(Material for the task)
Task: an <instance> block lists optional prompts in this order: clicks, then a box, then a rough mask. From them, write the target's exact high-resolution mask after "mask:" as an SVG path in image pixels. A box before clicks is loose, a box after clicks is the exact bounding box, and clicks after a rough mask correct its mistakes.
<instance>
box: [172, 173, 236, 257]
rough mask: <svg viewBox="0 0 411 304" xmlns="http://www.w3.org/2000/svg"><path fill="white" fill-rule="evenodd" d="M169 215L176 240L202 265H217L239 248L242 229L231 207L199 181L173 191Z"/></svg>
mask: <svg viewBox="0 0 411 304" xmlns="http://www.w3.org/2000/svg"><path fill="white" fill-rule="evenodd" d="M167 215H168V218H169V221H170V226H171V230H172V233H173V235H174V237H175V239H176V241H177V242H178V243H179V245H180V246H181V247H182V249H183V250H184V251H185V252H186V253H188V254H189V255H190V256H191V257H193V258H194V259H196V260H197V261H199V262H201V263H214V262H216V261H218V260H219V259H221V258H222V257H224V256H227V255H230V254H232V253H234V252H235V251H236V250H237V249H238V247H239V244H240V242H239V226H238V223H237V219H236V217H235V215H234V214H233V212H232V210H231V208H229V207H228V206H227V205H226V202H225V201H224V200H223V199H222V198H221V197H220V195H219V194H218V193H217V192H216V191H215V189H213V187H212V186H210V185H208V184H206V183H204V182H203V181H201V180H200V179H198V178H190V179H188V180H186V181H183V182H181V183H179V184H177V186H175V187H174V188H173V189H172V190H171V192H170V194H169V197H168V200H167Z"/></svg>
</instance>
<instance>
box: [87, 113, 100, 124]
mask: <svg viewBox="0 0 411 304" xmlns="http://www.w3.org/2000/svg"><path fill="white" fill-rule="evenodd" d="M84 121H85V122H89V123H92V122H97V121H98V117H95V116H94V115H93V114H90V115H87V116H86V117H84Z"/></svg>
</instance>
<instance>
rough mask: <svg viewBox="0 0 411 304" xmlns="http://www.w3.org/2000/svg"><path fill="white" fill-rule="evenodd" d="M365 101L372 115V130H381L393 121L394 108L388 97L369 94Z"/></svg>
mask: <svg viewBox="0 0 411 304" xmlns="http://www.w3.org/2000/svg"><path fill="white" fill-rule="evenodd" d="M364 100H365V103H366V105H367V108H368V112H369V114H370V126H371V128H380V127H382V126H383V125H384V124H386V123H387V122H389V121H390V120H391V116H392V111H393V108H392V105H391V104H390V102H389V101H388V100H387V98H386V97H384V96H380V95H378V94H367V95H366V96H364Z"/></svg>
(End Material for the task)
— Task item —
Count how many lines above contain the string "rough", matching case exactly, and give only that number.

— Exercise answer —
3